Start of PAGE

The route sheet instruction (at 38.6km on the Excursion and Century events and 34.4km on the Day Out event) reads: Follow Road L after ford (probably dry). Taken over all the years that we have been organising New Forest cycle events this is a quite correct statement, but on Sunday 29th April, "Probaby dry" could not have been more wrong.....read on.
During the week preceding Sunday 29th there was a fairly mixed weather outlook for Sunday, but it was not too bad so on Thursday we comitted to all the catering arrangements, did the final food shopping and delivered "Control" labels to the various café controls on the routes. By Friday morning the forecast had taken a serious turn for the worse with a preliminary severe weather warning for the area from midnight Saturday to midnight Sunday and the message that "this warning might be up-rated in the next 24 hrs". By Saturday it was all looking dire so we contacted some AUK senior officials to discuss the question of cancellation. Generally AUK takes the view that entrants are on a "private excursion" while on AUK regulated events and it is individual participants' personal responsibilty to decide when and where they should cycle, if at all. Our stoic chairman commented, "I've cycled in worse". (Mind you when offered a free on-the day-entry, he discovered he had another appointment elsewhere).
We monitored the forecast and severe weather warning text through the day and took some comfort from the fact that by Saturday night the forecast suggested that the wind and rain might abate during Sunday afternoon leaving the remainder of the day calmer and brighter. Then it rained all Saturday night.
To start or not?
Sunday morning at 7.00 we set up the start control - rain moderate / wind severe gusts / temperature (with wind chill factor) about one degree above zero. We are pretty sure no-one will come and certainly no-one is going to turn up to sign-on on-the-line? So a few minutes later Steve U, not having pre-booked turns up having cycle out from Southampton and complaining that he hasn't seen Paul W who was due to cycle over from Portsmouth and join him. A trickle of other entrants appear. Some having decided to "give it a go" and others still dithering. Those who have cycled to the start confirm that there is debris and bits of trees everywhere. We phone Bryan, our secret controller, and give him the bad news that there are a few cyclists determined to set off, so he will have to head across the Forest in the teeth of the storm to set up shop at the secret control location.
Not too busy at the start control in New Street
We also make everyone read the Severe Weather warning and explain that there certainly will be water in the many New Forest fords today and there may be a bit of flooding in one of the lanes in the Avon Valley. The Forest is basically a clay plateau with short, steep and very flashy streams running off to the Avon Valley, Southampton Water and the Solent. The worst area for floods and raging fords is the Avon Valley. But because the event routes pass through this area early on we hope that cyclists will be through here before the water levels have fully risen - in this we hopelessly underestimate how much rain has already fallen overnight.
Read this and make your own decision - "you have been warned"

End of PAGE
Start of RAW RECORDS

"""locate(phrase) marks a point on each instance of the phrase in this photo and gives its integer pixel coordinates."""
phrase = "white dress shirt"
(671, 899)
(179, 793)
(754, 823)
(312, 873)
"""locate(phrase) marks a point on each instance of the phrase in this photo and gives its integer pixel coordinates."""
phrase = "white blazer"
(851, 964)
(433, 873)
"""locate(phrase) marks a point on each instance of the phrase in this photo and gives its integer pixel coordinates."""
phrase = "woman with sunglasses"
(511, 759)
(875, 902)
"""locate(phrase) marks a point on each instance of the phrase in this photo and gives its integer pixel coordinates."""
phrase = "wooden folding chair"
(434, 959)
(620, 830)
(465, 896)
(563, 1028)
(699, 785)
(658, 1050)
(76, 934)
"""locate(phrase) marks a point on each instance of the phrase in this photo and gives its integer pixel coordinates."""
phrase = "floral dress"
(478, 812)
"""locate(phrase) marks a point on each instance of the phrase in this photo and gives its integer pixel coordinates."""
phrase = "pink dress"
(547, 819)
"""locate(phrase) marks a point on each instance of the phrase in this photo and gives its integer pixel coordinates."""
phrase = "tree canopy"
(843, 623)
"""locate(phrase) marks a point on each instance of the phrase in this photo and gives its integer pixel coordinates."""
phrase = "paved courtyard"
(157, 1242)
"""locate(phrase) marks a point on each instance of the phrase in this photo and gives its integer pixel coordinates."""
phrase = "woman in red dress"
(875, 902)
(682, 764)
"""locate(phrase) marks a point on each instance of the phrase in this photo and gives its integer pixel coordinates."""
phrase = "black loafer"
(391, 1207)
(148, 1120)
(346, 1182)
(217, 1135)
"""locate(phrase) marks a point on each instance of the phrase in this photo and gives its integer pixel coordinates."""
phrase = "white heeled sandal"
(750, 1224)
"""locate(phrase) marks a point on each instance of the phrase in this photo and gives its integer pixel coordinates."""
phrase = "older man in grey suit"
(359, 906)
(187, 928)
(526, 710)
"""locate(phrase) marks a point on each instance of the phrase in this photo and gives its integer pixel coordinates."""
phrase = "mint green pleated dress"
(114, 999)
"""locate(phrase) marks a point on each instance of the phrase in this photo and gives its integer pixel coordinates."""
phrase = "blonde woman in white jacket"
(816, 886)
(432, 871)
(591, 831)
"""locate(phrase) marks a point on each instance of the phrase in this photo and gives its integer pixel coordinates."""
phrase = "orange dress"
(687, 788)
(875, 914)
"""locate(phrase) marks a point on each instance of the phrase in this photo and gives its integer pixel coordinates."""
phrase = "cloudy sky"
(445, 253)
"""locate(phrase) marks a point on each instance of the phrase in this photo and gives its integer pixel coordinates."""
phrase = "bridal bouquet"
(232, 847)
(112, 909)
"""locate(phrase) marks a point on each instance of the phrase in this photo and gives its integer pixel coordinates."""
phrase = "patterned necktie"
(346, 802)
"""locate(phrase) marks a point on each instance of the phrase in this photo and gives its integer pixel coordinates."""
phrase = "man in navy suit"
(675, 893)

End of RAW RECORDS

Write what comes next in the account of the rain-soaked New Forest cycle event, picking up after its final line.

In the end out of 150 entrants 55 cyclists set off, including 3 tandems but no recumbents (too low for the water level?). Annemarie, Nigel and daughter Lauren arrive at the start. Annemarie and Lauren by car and Nigel by bicycle+tagalong. Not having previously booked they re-assess the weather and avoid both a DNS or DNF by deciding not to enter - opting instead to have a coffee at our house before swapping over with Nigel and Lauren returning by car and Annemarie by bike. Three of those who set off are on their first ever Audax event having been brought along by friends or relatives; and one woman is out with her husband for her 'birthday treat". Cyclists certainly know how to give their friends and relations a good time.
On the road in the morning
Within a very short time half of the starters, having taken in the full force of the stormy conditions with gusting wind, rain and debris phone in to confirm that they are going for an early DNF (delayed DNS ?) and have returned to their cars. Some of those who press on give up once they are faced with the full extent of the rapidly spreading floods and deepening fords in the Avon Valley. Not all who attempt the valley fords make it through to reach the high ground on the top of the Forest escarpment where Bryan (with bananas and chocolate bars) awaits at the Secret Control.
Versions of this with varying depths all along the route north in the Avon Valley
Are you sure we are still on the 100km route?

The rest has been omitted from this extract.